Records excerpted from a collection

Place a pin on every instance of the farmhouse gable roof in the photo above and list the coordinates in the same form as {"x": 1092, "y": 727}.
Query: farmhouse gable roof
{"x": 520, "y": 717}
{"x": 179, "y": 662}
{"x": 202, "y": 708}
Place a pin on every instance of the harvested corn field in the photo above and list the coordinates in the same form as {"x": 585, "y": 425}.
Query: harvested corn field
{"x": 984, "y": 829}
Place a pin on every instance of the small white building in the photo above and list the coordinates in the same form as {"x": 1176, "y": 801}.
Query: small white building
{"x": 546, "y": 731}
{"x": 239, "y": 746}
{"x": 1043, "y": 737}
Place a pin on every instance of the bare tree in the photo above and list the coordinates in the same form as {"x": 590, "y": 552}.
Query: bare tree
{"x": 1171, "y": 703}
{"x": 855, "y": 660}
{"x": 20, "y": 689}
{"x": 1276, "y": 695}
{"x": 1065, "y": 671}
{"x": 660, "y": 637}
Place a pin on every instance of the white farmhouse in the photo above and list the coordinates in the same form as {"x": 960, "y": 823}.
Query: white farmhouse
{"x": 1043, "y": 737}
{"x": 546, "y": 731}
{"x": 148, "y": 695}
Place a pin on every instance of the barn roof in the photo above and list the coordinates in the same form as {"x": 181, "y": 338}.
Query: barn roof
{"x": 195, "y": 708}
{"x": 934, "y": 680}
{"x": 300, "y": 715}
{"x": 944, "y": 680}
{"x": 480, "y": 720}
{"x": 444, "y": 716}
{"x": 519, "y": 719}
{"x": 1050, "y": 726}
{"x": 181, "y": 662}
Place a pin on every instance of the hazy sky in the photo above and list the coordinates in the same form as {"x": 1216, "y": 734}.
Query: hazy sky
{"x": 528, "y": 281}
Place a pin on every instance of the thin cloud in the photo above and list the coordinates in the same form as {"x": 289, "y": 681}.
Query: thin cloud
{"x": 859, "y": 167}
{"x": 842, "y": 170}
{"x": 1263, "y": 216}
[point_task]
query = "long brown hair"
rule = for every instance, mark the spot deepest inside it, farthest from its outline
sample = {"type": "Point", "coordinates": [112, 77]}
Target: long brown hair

Work item
Scan the data above and copy each line containing the word "form".

Task solution
Place a pin on every instance of the farmhouse gable roof in the photo above and list the coordinates in the same form as {"x": 1092, "y": 727}.
Place a pin on every instance of the harvested corn field in the photo above and list the coordinates in the same form as {"x": 585, "y": 425}.
Place a pin on every instance of the small white building in the photo above and list the coordinates in the same form as {"x": 1176, "y": 801}.
Place a pin on every instance of the bare tree in the photo above and list the coordinates in the same form as {"x": 590, "y": 552}.
Place a pin on every instance of the white farmhouse in the photo above and list the coordinates in the same form as {"x": 960, "y": 823}.
Place a pin on every instance of the barn roof in the photo above and list the coordinates in the same form as {"x": 181, "y": 338}.
Place a pin on every instance of the hazy sky in the photo above and list the coordinates in the same form as {"x": 1216, "y": 734}.
Place a pin on every instance of the thin cloud in the photo above and list the coordinates in the same form as {"x": 289, "y": 681}.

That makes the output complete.